>> Begin Records
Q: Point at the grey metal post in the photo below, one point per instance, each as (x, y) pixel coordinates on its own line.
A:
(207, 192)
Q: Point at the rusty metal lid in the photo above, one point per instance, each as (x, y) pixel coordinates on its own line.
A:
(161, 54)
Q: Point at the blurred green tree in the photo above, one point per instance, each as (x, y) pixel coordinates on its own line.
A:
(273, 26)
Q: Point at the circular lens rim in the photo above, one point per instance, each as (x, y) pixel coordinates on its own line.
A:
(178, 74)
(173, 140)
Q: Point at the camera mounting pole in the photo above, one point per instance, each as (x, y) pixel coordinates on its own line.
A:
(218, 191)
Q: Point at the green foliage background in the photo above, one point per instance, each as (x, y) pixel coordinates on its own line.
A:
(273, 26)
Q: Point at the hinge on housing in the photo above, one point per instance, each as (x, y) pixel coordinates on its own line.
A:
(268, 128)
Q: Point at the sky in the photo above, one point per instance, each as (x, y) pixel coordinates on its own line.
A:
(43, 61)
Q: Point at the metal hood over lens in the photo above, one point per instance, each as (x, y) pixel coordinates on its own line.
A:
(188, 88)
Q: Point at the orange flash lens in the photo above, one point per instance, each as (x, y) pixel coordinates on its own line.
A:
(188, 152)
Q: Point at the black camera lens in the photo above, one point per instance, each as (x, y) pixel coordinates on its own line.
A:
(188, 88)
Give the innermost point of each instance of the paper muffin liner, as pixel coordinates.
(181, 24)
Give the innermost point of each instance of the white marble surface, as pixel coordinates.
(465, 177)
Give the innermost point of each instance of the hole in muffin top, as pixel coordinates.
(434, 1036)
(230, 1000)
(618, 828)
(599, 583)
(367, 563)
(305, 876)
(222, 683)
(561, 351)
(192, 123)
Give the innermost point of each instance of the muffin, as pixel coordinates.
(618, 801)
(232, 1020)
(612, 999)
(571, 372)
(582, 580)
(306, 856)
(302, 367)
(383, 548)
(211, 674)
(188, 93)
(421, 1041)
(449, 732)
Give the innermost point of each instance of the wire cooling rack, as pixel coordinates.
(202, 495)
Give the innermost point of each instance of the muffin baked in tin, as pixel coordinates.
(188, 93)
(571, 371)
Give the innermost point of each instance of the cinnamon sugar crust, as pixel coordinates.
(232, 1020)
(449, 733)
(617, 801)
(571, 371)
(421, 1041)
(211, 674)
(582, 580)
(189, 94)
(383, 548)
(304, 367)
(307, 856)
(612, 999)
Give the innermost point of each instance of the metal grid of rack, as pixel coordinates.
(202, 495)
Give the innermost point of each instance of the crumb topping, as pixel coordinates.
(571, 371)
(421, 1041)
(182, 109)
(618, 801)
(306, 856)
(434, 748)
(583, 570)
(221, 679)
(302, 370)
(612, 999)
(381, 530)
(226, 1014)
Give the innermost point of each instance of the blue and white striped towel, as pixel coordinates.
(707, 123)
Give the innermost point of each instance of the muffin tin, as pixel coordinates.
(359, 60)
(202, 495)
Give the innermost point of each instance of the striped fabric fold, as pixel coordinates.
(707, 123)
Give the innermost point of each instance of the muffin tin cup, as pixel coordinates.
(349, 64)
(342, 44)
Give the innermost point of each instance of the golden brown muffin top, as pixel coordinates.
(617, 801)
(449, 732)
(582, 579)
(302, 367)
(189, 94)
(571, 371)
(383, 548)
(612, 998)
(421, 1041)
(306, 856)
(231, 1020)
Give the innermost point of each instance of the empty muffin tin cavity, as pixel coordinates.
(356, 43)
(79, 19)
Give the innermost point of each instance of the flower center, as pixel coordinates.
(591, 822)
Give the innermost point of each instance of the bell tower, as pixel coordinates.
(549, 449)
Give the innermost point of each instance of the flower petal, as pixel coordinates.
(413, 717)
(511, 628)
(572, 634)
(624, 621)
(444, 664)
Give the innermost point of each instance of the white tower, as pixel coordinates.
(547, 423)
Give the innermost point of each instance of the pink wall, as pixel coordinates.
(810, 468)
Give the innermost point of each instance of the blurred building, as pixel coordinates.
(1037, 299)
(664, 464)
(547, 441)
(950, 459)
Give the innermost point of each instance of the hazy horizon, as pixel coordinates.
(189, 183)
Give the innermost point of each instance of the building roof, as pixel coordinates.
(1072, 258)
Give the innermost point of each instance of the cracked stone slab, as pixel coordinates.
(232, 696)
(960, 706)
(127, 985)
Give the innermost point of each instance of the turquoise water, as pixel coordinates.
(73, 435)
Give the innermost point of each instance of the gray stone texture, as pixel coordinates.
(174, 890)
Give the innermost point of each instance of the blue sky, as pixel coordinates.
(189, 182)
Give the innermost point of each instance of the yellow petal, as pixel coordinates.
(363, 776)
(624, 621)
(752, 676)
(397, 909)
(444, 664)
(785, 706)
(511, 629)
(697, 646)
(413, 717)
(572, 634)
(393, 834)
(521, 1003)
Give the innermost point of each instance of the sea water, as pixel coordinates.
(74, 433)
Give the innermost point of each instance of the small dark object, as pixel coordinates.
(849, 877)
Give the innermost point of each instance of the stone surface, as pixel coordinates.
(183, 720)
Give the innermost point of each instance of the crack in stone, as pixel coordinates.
>> End Records
■ Work instructions ■
Retype nothing except the lines from the line holding "Give the innermost point of each instance of the gray" through the last line of the entries, both included.

■ Exercise response ■
Give the innermost point of each instance of the gray stone texture, as pixel coordinates.
(174, 890)
Give the innermost point of each instance of the blue sky, as pixel coordinates.
(189, 182)
Give the innermost point of each instance of the yellow petal, as pixel coordinates.
(363, 776)
(624, 621)
(752, 676)
(397, 909)
(444, 664)
(785, 706)
(511, 629)
(697, 646)
(413, 717)
(572, 634)
(393, 834)
(521, 1003)
Give the innermost point of each instance of the sea water, as pixel coordinates.
(74, 433)
Give the innermost point of each instance of the small dark object, as pixel coordinates.
(849, 877)
Give the innermost point of each instance of the stone surface, as pixel coordinates.
(183, 720)
Give the innermost point of each instance of the crack in stone, as pixel coordinates.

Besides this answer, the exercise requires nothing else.